> **Request 1**
Report every line of the records that contains the string "mushroom", matching case exactly.

> **Quoted text**
------------------------------------------------

And it has been a decent grower in the 5% to 6% range.
I think the team has done a good job managing expenses and responding to the consolidation of the industry that we've seen here a little bit.
So, for a year it might pause on its growth.
- Analyst
Right, understood.
And good color from Brian on the fee dynamics there.
But maybe if I can just dovetail into the money-market fee waivers.
Obviously 70% coming off of two hikes.
What percentage do you think you'll get at a full run rate on just the one hike?
And do you really need to wait to get through Q1 and into Q2 to see that?
- CFO
I think at the beginning here it's fairly linear.
Right now the behaviors we're seeing are consistent with what we had projected, so we're seeing it now.
- CEO of Investment Services
It didn't show up very much in the fourth quarter yet.
We saw a little bit in the asset management side and a little bit in the corporate trust side.
Pershing tends to lag in the fee waiver abatement.
So, we do think there will be some acceleration into the first quarter.
- Analyst
And maybe just, I know you give out the EPS drag from fee waivers.
If you can give that number for Q4 and what you think it might be for Q1.
- CFO
We've indicated it's in the $0.06 to $0.08 range.
Brian, I'll let you do the math but we've indicated a 50 basis point move, and I just indicated it was linear, would reduce it by 7%.
So that I don't have to mess it up on the call here, you can figure that out on your own.
- Analyst
Fair enough.
And maybe just then switching to the asset management business.
Maybe if Curtis is there, if he can comment on the acquisition, more broadly on the potential for making more acquisitions for the business given the recent declines in valuations.
And then if you can just also comment on sovereign wealth fund exposure across the ventures.
- CEO of Investment Management
Hi, Brian, it's Curtis.
First of all, we're very excited about the acquisition that we announced yesterday afternoon of Atherton Lane.
It's consistent with the strategy we've had in wealth management, which is to go into a market.

------------------------------------------------

> **Request 2**
Return the stretch of the call transcript from "- CEO of Investment Services" through "from fee waivers.", copied word for word.

------------------------------------------------

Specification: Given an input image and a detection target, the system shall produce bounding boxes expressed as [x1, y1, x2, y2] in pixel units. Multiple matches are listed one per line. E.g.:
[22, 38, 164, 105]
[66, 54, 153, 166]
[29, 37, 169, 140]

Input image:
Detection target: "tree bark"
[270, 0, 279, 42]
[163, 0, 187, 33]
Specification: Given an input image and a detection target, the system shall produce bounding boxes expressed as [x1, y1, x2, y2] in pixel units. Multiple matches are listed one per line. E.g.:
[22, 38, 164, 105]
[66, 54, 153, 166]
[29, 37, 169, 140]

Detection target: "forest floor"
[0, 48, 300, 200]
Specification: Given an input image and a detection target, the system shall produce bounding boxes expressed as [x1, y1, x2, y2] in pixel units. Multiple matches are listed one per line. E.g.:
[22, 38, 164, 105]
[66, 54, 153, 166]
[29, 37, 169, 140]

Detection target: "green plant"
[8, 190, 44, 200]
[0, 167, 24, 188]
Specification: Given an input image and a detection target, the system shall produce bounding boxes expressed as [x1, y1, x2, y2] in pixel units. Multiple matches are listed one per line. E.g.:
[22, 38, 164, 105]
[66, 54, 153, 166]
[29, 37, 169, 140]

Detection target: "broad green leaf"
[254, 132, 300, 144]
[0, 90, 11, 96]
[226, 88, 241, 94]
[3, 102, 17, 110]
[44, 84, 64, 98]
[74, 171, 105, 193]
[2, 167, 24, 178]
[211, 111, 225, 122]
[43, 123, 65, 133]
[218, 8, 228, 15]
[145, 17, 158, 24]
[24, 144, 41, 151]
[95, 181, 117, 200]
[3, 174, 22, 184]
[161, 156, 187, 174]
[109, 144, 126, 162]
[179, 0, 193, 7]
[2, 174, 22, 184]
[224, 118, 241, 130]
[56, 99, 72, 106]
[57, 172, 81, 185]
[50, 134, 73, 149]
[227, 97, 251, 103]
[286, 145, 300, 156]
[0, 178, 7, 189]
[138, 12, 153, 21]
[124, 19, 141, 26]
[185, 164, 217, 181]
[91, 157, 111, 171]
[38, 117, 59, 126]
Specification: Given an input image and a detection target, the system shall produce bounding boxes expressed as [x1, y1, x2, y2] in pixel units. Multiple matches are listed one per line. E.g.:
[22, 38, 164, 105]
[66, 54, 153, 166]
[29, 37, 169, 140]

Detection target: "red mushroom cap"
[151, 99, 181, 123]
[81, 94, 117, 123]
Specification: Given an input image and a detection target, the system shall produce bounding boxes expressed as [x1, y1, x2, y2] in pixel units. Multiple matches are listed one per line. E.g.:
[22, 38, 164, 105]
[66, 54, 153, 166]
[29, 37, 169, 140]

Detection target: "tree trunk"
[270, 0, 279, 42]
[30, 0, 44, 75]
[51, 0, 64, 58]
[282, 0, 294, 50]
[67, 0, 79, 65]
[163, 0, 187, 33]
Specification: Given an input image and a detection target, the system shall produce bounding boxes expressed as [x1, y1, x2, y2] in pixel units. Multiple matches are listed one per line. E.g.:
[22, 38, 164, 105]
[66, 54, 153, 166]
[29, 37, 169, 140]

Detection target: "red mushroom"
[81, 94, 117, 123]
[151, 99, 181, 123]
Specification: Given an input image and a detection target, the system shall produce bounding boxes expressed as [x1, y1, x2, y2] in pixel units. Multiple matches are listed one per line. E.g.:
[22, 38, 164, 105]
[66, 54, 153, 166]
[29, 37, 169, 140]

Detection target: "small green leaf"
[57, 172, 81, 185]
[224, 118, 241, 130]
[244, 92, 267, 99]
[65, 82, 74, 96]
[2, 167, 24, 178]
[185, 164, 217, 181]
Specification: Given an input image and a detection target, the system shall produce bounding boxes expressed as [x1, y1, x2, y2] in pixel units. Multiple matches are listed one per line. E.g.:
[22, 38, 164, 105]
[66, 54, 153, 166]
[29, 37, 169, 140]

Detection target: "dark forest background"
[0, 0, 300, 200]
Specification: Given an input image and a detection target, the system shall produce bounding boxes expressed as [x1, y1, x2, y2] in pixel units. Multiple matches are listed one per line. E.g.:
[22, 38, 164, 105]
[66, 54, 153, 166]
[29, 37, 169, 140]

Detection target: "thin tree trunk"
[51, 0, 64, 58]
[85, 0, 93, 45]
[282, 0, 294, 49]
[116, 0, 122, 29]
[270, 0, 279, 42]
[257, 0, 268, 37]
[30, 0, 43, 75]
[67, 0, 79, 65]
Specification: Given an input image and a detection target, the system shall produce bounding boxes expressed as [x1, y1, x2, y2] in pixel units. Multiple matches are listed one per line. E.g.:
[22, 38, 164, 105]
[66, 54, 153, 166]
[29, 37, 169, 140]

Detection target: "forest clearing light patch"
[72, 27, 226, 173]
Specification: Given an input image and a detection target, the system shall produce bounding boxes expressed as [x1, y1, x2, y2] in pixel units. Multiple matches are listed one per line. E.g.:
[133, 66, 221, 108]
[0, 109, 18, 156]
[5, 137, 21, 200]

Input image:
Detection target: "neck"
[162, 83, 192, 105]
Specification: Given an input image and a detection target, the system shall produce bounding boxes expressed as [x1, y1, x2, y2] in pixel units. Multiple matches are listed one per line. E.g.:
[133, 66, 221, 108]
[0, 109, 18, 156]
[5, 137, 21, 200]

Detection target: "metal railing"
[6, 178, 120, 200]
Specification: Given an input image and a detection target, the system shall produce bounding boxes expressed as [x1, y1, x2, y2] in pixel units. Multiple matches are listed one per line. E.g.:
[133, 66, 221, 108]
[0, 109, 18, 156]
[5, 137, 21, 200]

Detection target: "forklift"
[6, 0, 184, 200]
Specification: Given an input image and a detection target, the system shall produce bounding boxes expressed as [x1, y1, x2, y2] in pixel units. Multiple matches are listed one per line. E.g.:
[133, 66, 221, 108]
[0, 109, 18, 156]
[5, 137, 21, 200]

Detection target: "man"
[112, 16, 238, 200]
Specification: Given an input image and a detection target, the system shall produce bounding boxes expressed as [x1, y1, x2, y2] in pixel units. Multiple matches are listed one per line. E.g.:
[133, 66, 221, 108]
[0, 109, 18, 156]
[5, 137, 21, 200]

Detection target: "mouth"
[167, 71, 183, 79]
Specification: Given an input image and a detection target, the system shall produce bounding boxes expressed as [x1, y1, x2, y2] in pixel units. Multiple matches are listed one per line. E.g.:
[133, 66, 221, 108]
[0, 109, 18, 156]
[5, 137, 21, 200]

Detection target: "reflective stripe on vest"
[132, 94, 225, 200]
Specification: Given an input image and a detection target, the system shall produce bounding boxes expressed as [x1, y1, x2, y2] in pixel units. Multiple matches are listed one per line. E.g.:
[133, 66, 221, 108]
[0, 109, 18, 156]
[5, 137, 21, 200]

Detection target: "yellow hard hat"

------------------------------------------------

> **Expected answer 1**
Detection target: "red mushroom cap"
Detection target: "red mushroom"

> **Expected answer 2**
- CEO of Investment Services
It didn't show up very much in the fourth quarter yet.
We saw a little bit in the asset management side and a little bit in the corporate trust side.
Pershing tends to lag in the fee waiver abatement.
So, we do think there will be some acceleration into the first quarter.
- Analyst
And maybe just, I know you give out the EPS drag from fee waivers.